▶ **PROBLEMS TO WORK ON**
1) Output the passage from the divorce options text starting with "Today the practice" and going on through "more detailed explanation.)", copied verbatim.
2) Find each line among the rows that contains the string "side", and copy those lines verbatim.

▶ **SUPPLIED TEXT**

This isn’t your mother’s divorce. You have options!
U
sed to be that once people decided to divorce, both spouses retained attorneys and it was “let the battle begin.” Documents and letters began flying, courtroom appearances were scheduled and life remained in limbo for the family until a stranger decided their future.
Today the practice of Family Law has evolved. People have choices and they are becoming increasingly insistent that their families be spared the heartache and stress of a contentious divorce. Today you have the option of using Mediation, Collaborative Practice or the traditional adversarial legal system.
1. Mediation
Husband and wife meet with a neutral mediator who assists them in thinking through and working out all of the issues surrounding divorce. Typically, two-hour sessions are held until agreement is reached on each issue. The mediator then puts the Agreement in writing and each party reviews it with his or her own individual attorney. Then they meet for a final short session to sign the Agreement. (See, What is Divorce Mediation? for a more detailed explanation.)
The hallmarks of Mediation are:
- Both spouses agree to use mediation because they desire to divorce with dignity and respect;
- Both spouses feel capable of negotiating directly with each other, with assistance as provided by the mediator; and
- The mediator is neutral and does not make decisions, you do.
2. Collaborative Practice
If you or your spouse feel uncomfortable directly negotiating with one another in mediation, or if mediation is inappropriate for other reasons, you do not have to resign yourself to the adversarial process. Rather, you can opt for Collaborative Practice which simply means you both retain Collaborative Practitioner for the purpose of negotiating an agreement.
Collaborative Practice recognizes that only 2% of cases go to trial, yet most cases are “worked-up” as if trial is a certainty. This approach is tremendously inefficient and often results in intensifying the conflict instead of resolving it. However, when both attorneys are retained for the purpose of generating a mutually-agreeable settlement, instead of preparing for trial, the result is a more comprehensive and satisfying settlement than what is achieved through the adversarial process. Collaborative Practice also avoids the stress and expense of protracted litigation.

(Coordinate annotation entries)
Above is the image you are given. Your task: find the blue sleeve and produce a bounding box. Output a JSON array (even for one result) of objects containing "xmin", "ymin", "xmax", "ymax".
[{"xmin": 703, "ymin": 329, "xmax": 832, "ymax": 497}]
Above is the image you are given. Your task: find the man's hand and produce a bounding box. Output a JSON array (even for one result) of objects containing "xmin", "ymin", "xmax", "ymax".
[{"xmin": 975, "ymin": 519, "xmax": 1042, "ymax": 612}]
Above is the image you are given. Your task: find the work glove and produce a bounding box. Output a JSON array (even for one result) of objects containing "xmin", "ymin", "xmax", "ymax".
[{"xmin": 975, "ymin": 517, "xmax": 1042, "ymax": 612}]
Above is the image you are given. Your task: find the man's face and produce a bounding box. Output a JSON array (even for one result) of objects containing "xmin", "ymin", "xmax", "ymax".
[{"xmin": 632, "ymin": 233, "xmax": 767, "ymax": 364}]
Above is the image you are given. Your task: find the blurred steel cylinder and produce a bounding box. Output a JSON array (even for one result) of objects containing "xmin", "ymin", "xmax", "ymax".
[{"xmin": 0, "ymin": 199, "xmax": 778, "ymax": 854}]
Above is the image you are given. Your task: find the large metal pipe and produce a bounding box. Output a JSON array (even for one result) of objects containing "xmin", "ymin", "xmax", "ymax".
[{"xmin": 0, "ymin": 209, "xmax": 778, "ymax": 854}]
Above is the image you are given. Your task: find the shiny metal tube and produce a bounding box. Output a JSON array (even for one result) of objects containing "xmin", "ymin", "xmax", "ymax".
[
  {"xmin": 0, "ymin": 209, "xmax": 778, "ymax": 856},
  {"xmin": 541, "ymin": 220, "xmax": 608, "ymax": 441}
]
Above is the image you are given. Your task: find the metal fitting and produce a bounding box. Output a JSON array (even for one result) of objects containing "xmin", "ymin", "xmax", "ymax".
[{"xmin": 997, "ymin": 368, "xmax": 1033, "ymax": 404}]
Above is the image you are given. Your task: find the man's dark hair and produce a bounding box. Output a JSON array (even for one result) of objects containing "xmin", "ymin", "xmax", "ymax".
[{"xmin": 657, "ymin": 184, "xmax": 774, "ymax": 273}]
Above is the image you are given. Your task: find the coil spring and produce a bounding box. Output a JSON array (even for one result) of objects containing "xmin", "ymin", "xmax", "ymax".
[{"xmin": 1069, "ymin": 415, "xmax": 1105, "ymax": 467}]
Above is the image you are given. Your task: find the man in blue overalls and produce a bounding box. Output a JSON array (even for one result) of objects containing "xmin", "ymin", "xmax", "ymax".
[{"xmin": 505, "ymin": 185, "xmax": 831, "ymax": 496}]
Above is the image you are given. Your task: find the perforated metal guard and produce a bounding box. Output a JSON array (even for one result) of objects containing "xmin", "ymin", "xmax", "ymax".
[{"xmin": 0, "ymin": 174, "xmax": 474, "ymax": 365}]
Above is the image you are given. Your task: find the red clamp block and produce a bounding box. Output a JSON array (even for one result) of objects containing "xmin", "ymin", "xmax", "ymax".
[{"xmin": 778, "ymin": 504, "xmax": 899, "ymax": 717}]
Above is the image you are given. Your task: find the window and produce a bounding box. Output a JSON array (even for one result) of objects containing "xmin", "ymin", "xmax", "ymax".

==

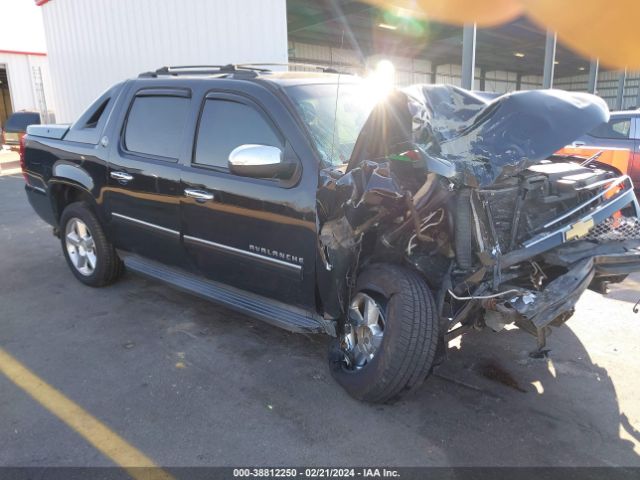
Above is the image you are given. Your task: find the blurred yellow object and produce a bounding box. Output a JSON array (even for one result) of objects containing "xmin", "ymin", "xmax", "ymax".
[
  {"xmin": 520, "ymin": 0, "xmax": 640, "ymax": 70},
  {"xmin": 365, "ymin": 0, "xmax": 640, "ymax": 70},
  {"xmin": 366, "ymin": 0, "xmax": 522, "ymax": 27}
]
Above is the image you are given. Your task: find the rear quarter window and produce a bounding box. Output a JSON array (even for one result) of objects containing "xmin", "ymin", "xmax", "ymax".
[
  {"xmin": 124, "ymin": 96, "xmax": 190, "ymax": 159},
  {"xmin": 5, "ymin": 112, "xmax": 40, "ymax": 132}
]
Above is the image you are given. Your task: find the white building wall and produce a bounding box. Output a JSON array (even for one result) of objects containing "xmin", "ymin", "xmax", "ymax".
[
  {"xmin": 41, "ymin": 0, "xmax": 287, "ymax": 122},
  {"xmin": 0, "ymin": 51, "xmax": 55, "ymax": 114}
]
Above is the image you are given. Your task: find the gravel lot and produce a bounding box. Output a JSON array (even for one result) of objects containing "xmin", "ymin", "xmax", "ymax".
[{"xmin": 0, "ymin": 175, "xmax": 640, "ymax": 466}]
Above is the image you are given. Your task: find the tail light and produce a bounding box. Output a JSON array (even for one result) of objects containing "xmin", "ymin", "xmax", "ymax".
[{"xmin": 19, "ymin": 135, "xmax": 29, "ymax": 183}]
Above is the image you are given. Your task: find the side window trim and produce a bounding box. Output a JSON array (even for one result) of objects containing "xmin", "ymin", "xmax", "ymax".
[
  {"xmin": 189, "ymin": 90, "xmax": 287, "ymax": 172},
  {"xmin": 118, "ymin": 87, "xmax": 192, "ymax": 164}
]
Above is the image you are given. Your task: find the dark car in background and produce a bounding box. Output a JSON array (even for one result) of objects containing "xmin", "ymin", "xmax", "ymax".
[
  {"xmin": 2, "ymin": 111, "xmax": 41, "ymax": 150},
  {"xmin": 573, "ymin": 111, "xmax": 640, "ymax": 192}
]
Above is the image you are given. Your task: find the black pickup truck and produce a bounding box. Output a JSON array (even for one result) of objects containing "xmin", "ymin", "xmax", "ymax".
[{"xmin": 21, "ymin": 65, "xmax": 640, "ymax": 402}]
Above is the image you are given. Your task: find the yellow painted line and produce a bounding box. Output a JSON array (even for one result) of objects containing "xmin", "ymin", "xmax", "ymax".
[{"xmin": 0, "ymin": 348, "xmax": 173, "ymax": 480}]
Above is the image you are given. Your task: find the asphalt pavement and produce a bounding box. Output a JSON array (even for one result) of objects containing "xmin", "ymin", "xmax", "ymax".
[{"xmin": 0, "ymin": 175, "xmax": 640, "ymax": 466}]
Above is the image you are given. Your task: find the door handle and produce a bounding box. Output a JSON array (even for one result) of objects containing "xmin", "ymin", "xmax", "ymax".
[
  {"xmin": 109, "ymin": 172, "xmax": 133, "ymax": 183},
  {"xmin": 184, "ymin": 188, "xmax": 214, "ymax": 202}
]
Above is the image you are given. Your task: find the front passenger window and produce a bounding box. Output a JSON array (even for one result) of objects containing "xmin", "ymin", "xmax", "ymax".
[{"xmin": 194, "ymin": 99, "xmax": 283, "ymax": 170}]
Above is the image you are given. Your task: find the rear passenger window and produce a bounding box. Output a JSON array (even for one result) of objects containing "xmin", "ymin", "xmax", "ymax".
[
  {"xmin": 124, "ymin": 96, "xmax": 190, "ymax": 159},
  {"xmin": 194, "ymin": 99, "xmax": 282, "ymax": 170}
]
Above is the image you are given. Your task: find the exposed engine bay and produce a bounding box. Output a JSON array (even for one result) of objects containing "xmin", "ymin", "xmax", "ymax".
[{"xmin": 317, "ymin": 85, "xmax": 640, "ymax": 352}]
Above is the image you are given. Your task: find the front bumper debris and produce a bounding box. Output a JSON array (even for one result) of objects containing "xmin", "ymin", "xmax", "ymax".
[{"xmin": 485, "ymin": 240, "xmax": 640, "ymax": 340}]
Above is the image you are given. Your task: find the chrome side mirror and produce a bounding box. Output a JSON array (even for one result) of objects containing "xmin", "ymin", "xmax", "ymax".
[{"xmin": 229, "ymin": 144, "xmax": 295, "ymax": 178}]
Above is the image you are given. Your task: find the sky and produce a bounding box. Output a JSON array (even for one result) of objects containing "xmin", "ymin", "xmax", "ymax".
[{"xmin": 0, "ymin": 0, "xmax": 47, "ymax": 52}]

▶ **SOLUTIONS TO EACH TASK**
1)
Today the practice of Family Law has evolved. People have choices and they are becoming increasingly insistent that their families be spared the heartache and stress of a contentious divorce. Today you have the option of using Mediation, Collaborative Practice or the traditional adversarial legal system.
1. Mediation
Husband and wife meet with a neutral mediator who assists them in thinking through and working out all of the issues surrounding divorce. Typically, two-hour sessions are held until agreement is reached on each issue. The mediator then puts the Agreement in writing and each party reviews it with his or her own individual attorney. Then they meet for a final short session to sign the Agreement. (See, What is Divorce Mediation? for a more detailed explanation.)

2)
Above is the image you are given. Your task: find the side window trim and produce a bounding box. Output a JSON array (even for one result) of objects containing "xmin", "ymin", "xmax", "ymax".
Above is the image you are given. Your task: find the chrome side mirror and produce a bounding box. Output a JSON array (even for one result) of objects containing "xmin", "ymin", "xmax", "ymax".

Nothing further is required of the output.